>> Start Text shown
Like everyone else during this time, I am reflecting on the remarkable life of Chuck Colson.
"What we heard that night 'wowed' us all. He was remarkably brilliant, grasping issues at a much deeper level than I had anticipated."
Most of us recall the first time we heard him speak in person. In my case it was in the 1970's, about 1978 as best I can recall. By that time, his conversion experience was well known and he was an established author. But I did not know what to expect. What we heard that night "wowed" us all. He was remarkably brilliant, grasping issues at a much deeper level than I had anticipated.
I have been privileged to work with Chuck Colson on a variety of projects and ministries over the years. In 2008, I began to ask him for favors, to come on pastoral webcasts as we fought to defend marriage in California. He was profoundly humble and servant-minded. And I was captured by how much significant content he could pack into a few sentences.
In 2009, Bishop Salvadore Cordilieone and I shared a stage, jointly at an event in New York City. Chuck sat on the front row. His face radiated his sheer delight that a Catholic and an Evangelical had not merely worked together, but had become very close friends. He was effusive as he talked to me after our presentation.
Most recently, just before the 2010 elections, we worked closely on a large national prayer and forty day fast initiative, called "Pray and Act." He co-led this endeavor with me, but I knew quite well that it was his name which gave the endeavor credibility and visibility.
>> End Text shown
>> Start Records provided
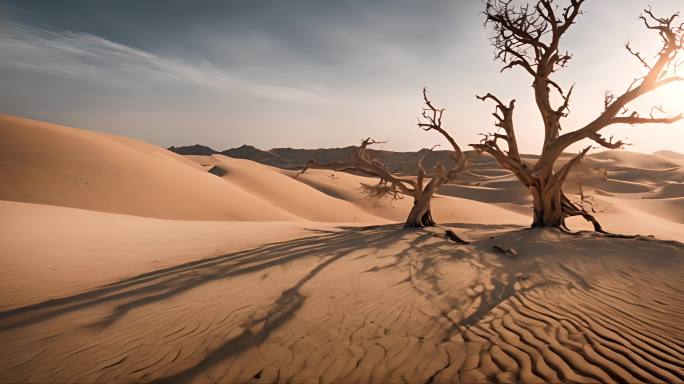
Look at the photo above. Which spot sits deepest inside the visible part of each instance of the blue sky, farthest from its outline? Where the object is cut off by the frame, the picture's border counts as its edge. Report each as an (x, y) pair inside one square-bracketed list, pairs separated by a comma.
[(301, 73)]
>> End Records provided
>> Start Records provided
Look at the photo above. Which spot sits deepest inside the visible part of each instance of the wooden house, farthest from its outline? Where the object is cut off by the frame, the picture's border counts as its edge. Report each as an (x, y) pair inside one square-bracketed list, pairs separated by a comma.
>> End Records provided
● **Problems to solve**:
1. Translate this sentence from the Chuck Colson tribute into Spanish: "He was profoundly humble and servant-minded."
2. Retype the passage of the Chuck Colson tribute that starts at the words "In 2009, Bishop" and stops after the words "after our presentation.".

● **Answers**:
1. Era profundamente humilde y tenía espíritu de servicio.

2.
In 2009, Bishop Salvadore Cordilieone and I shared a stage, jointly at an event in New York City. Chuck sat on the front row. His face radiated his sheer delight that a Catholic and an Evangelical had not merely worked together, but had become very close friends. He was effusive as he talked to me after our presentation.